## WHAT YOU SHOULD DO
In the C++ forum thread, translate the sentence "Note foo(a) does not evaluate any reference." into Spanish.

## PASSAGE TO READ
▽

问题
I have two snippets.
The first snippet:
#include <string>
template <typename T>
constexpr bool foo(T&&) {
return false;
}
int main() {
std::string a;
if constexpr (foo(a)) {
}
}
The second snippet:
#include <string>
template <typename T>
constexpr bool foo(T&&) {
return false;
}
int main() {
std::string a;
std::string& x = a;
if constexpr (foo(x)) {
}
}
The first one compiles, but the second one does not compile (error message: error: the value of ‘x’ is not usable in a constant expression. Why? Why a is usable in a constant expression and x is not?
The command, used to compile g++ -std=c++17 main.cpp.
回答1:
Because usually a constant expression cannot evaluate a reference that refers to an object with automatic storage duration. Here I mean "evaluate" by determining the identity of the object, not by determining the value of the object. So even the value of the object a is not required in your example (i.e. no lvalue-to-rvalue conversion is applied), foo(x) is still not a constant expression.
Note foo(a) does not evaluate any reference. Although the parameter of foo is a reference, it is not evaluated as an expression. In fact, even if it was evaluated, for example,
template <typename T>
constexpr bool foo(T&& t) {
t;
return false;
}
foo(a) is still a constant expression. Such cases are exceptions as the reference t is initialized within the evaluation of foo(a).
Related part in the standard (irrelevant part is elided by me):
[expr.const]/2:
An expression e is a core constant expression unless the evaluation of e, following the rules of the abstract machine, would evaluate one of the following expressions:
...
an id-expression that refers to a variable or data member of reference type unless the reference has a preceding initialization and either
it is initialized with a constant expression or
its lifetime began within the evaluation of e;
...
[expr.const]/6:
A constant expression is either a glvalue core constant expression that refers to an entity that is a permitted result of a constant expression (as defined below), ... An entity is a permitted result of a constant expression if it is an object with static storage duration that is either not a temporary object or is a temporary object whose value satisfies the above constraints, or it is a function.
回答2:
Because you can't know at compile time what value x will have, all you know is that it will point to a. What you are doing is checking the "value" of x, but the value of x is the address where a is and you can't know where a will be allocated nor an address is constant.
On the other hand you already know the value of a, it's an empty std::string.

△

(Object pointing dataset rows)

▽

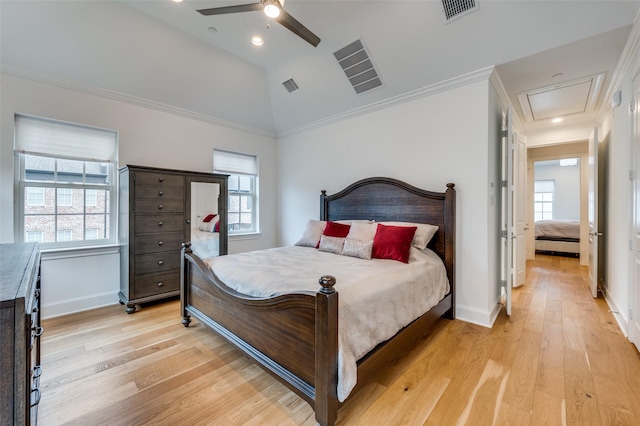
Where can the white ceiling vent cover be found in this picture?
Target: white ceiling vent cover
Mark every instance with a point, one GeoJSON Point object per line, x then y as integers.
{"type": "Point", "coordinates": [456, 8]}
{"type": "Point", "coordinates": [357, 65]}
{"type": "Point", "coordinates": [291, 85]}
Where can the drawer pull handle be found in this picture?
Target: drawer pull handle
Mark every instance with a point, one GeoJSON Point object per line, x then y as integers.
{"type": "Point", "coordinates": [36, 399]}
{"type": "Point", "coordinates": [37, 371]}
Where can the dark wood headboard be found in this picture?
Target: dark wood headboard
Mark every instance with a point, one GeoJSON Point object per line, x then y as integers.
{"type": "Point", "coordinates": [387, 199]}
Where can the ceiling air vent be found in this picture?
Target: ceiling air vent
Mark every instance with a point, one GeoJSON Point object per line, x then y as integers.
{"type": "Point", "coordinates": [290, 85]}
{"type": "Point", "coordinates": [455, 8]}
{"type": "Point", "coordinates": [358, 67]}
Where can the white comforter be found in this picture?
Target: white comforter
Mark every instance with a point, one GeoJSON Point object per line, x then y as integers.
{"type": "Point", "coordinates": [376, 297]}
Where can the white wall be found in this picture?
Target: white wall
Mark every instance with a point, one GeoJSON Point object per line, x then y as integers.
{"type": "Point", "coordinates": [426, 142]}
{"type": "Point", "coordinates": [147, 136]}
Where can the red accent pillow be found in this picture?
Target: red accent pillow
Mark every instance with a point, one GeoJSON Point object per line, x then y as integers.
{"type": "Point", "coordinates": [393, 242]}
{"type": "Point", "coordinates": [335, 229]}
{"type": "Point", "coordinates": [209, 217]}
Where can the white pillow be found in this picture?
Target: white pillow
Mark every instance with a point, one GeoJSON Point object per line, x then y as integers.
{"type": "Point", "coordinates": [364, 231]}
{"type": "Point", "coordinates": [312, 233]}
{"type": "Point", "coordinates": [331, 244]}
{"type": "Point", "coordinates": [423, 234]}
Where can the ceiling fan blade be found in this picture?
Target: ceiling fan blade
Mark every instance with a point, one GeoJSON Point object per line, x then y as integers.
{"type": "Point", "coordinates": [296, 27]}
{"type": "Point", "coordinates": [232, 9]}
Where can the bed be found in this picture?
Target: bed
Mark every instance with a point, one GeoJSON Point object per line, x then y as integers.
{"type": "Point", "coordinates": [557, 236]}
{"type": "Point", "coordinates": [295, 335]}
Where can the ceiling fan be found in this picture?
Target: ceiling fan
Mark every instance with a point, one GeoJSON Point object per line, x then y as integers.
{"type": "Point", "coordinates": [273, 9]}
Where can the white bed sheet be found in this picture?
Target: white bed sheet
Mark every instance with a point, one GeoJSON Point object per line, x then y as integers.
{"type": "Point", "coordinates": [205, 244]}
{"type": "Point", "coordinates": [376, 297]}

△
▽

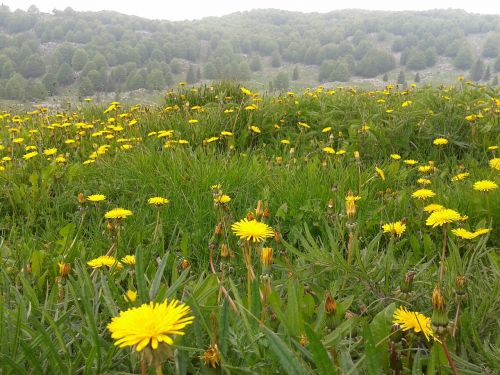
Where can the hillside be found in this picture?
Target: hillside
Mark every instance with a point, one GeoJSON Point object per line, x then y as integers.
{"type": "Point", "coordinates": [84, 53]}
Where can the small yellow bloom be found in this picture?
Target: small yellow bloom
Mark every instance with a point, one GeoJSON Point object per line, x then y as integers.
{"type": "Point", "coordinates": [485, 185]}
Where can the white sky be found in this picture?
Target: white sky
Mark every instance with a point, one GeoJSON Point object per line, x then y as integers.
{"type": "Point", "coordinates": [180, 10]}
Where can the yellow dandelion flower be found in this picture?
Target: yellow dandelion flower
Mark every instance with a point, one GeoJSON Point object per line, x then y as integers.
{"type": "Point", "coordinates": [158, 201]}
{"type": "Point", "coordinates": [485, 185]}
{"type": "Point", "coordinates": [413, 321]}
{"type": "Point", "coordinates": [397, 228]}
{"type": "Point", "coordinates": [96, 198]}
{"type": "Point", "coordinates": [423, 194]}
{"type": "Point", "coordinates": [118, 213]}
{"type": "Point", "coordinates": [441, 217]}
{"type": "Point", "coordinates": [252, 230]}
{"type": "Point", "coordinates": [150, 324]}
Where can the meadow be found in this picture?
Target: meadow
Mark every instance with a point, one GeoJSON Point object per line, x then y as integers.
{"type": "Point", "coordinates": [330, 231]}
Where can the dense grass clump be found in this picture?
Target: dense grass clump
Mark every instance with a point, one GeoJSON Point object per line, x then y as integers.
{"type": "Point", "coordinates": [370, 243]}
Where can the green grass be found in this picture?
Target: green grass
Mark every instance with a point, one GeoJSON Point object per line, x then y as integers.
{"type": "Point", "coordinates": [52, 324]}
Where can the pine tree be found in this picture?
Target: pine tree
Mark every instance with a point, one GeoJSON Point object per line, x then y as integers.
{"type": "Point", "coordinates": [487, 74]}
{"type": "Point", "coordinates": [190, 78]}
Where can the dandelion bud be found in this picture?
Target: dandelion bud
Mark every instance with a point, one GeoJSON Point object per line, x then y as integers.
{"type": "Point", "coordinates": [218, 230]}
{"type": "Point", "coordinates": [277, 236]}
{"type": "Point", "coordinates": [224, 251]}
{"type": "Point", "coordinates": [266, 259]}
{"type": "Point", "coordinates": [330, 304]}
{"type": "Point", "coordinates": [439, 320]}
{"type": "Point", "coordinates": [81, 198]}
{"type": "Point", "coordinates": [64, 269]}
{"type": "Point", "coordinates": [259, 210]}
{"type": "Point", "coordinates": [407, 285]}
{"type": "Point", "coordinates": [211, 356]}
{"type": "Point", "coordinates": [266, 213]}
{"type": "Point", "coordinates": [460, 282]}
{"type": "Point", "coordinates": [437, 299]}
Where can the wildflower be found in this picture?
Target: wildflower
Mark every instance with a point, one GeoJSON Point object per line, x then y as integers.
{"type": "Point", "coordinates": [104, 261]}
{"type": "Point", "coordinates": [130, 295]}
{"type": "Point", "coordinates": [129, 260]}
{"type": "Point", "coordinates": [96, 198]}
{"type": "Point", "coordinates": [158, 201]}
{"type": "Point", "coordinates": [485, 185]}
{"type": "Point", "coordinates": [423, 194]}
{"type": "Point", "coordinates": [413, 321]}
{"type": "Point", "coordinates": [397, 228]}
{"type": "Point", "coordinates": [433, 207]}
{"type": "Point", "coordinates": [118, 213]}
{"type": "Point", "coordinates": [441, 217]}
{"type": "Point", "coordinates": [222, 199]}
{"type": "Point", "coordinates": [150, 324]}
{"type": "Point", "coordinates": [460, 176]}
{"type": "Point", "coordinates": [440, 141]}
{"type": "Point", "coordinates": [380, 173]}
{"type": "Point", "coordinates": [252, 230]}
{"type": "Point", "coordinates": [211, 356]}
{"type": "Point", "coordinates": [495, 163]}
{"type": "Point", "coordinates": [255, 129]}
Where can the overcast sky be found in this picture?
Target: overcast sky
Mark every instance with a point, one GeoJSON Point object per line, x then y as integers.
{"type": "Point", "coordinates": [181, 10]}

△

## FINISHED TASK
Observe que foo(a) no evalúa ninguna referencia.